**QUELLENAUSZUG**

________________________

VwGH 2007/01/0425

VwGH2007/01/042520.1.2011

Der Verwaltungsgerichtshof hat durch den Vorsitzenden Vizepräsident Dr. Thienel und die Hofräte Dr. Blaschek, Dr. Kleiser, Dr. Hofbauer und Dr. Fasching als Richter, im Beisein der Schriftführerin Dr. Jäger, über die Beschwerde des I R (geboren 1982) in M, vertreten durch Mag. Dr. Helmut Blum, Rechtsanwalt in 4020 Linz, Mozartstraße 11/6, gegen den Bescheid des unabhängigen Bundesasylsenates vom 27. Februar 2007, Zl. 251.527/0/5E-XX/25/04, betreffend § 8 Abs. 2 Asylgesetz 1997 (weitere Partei: Bundesminister für Inneres), zu Recht erkannt:

Normen

AsylG 1997 §8 Abs2;
EMRK Art8;
AsylG 1997 §8 Abs2;
EMRK Art8;

 

Spruch:

Der angefochtene Bescheid wird wegen Rechtswidrigkeit infolge Verletzung von Verfahrensvorschriften aufgehoben.

________________________

**ROHDATEN**
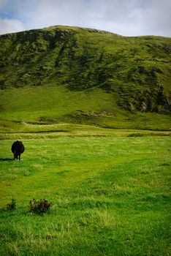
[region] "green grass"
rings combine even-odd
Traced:
[[[22,140],[20,162],[1,141],[1,255],[170,255],[170,137]]]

________________________

**AUFGABENSTELLUNG**
Nennen Sie alle Personen, die laut dem Quellenauszug als Richter an der Entscheidung des Verwaltungsgerichtshofs mitgewirkt haben.

**LÖSUNG**
- Vizepräsident Dr. Thienel (Vorsitzender)
- Hofrat Dr. Blaschek
- Hofrat Dr. Kleiser
- Hofrat Dr. Hofbauer
- Hofrat Dr. Fasching